◆ **SEITENAUSZUG**:
═══

Für Carme Forcadell ist die Menschenkette ein »Symbol der Einheit der katalanischen Bevölkerung, um die nationale Souveränität zu erreichen«. Angeknüpft wird damit an den »Baltischen Weg«. In den damaligen baltischen Sowjetrepubliken war 1989 die bis dahin längste Menschenkette gebildet worden, um für die Unabhängigkeit Estlands, Lettlands und Litauens einzutreten. Zwei Jahre später war das Ziel erreicht.

Klar war, dass der ANC den Druck auf Artur Mas erhöhen wollte, und das ist gelungen. Zwar versuchte der Christdemokrat erneut, sich an die Spitze der Bewegung zu stellen - auch Mas rief zur Teilnahme an der Menschenkette auf -, doch viele trauen ihm nicht. Lange waren er und seine CiU nur für eine bessere Finanzierung der Region eingetreten, die einen überdurchschnittlich hohen Beitrag zum Bruttosozialprodukt Spaniens leistet. Deshalb wurde bei Wahlen 2012 vor allem die ERC gestärkt, die zweitstärkste Kraft wurde.

In deren Reihen hatte Mas vergangene Woche für Aufregung gesorgt, als er den Termin für das Referendum in Frage stellte. Bekannt wurde auch, dass es geheime Gespräche mit der spanischen Regierung unter Mariano Rajoy gab. Mas hatte die Möglichkeit aufgeworfen, die Abstimmung erst 2016 durchzuführen, falls man sich mit Spanien nicht einige oder Madrid die Abstimmung verbiete.

═══

◆ **AUFGABENSTELLUNG**:
[a] Gib aus dem Text über die katalanische Menschenkette den Abschnitt wörtlich aus, der mit den Worten „In deren Reihen“ beginnt und mit „die Abstimmung verbiete.“ endet.
[b] Stelle nur die Datensätze von der Zeile mit „Locate every sun visible“ bis einschließlich der Zeile mit „[243,147,352,226]“ als CSV mit den beiden Spalten Anfrage und Antwort dar. Jede Anfrage erhält eine eigene Zeile, jedes Feld steht in Anführungszeichen, und Zeilenumbrüche werden durch Leerzeichen ersetzt.

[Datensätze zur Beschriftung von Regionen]
═══

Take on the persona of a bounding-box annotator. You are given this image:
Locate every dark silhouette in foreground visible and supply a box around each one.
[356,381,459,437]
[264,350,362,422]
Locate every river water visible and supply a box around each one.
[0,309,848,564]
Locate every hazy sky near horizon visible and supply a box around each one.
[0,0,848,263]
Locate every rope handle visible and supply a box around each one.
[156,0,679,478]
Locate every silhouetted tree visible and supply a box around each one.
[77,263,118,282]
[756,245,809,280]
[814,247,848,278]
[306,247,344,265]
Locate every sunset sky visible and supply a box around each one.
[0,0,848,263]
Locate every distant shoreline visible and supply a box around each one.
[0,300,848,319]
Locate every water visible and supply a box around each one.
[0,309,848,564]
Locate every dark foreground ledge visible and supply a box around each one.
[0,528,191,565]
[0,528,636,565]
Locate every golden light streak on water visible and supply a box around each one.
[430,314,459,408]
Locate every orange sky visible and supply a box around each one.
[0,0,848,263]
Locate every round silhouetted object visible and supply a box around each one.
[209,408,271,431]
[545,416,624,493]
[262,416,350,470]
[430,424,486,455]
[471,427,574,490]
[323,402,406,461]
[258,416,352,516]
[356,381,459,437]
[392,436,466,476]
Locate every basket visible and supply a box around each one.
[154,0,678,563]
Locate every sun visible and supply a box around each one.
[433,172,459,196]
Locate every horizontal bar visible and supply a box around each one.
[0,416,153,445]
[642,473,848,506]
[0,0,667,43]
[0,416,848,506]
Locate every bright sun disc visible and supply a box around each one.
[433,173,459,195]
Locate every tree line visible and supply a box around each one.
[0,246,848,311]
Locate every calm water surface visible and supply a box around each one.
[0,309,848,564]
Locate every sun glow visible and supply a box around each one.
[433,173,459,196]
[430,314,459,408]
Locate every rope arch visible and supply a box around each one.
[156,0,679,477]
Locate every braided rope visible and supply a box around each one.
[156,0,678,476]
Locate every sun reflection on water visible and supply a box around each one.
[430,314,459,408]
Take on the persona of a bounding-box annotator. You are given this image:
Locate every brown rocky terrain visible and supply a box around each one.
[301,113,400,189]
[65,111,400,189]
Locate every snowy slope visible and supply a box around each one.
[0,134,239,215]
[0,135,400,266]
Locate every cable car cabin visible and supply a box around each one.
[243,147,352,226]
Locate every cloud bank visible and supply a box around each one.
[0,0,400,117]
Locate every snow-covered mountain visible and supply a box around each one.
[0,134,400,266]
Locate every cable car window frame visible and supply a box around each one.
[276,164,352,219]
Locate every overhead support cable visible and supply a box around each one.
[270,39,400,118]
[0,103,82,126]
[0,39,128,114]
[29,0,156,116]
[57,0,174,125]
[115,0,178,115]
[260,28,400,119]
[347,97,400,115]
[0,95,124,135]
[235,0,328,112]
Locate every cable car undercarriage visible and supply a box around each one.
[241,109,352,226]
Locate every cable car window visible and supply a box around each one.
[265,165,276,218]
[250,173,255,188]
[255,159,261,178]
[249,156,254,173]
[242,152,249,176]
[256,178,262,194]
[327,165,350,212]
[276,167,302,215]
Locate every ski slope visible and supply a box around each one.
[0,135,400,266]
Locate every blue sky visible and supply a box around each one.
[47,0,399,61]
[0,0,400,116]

═══

◆ **DIE ERGEBNISSE**:
[a]
In deren Reihen hatte Mas vergangene Woche für Aufregung gesorgt, als er den Termin für das Referendum in Frage stellte. Bekannt wurde auch, dass es geheime Gespräche mit der spanischen Regierung unter Mariano Rajoy gab. Mas hatte die Möglichkeit aufgeworfen, die Abstimmung erst 2016 durchzuführen, falls man sich mit Spanien nicht einige oder Madrid die Abstimmung verbiete.

[b]
Anfrage,Antwort
"Locate every sun visible and supply a box around each one.","[433,172,459,196]"
"Locate every horizontal bar visible and supply a box around each one.","[0,416,153,445] [642,473,848,506] [0,0,667,43] [0,416,848,506]"
"Locate every bright sun disc visible and supply a box around each one.","[433,173,459,195]"
"Locate every tree line visible and supply a box around each one.","[0,246,848,311]"
"Locate every calm water surface visible and supply a box around each one.","[0,309,848,564]"
"Locate every sun glow visible and supply a box around each one.","[433,173,459,196] [430,314,459,408]"
"Locate every rope arch visible and supply a box around each one.","[156,0,679,477]"
"Locate every braided rope visible and supply a box around each one.","[156,0,678,476]"
"Locate every sun reflection on water visible and supply a box around each one.","[430,314,459,408]"
"Take on the persona of a bounding-box annotator. You are given this image: Locate every brown rocky terrain visible and supply a box around each one.","[301,113,400,189] [65,111,400,189]"
"Locate every snowy slope visible and supply a box around each one.","[0,134,239,215] [0,135,400,266]"
"Locate every cable car cabin visible and supply a box around each one.","[243,147,352,226]"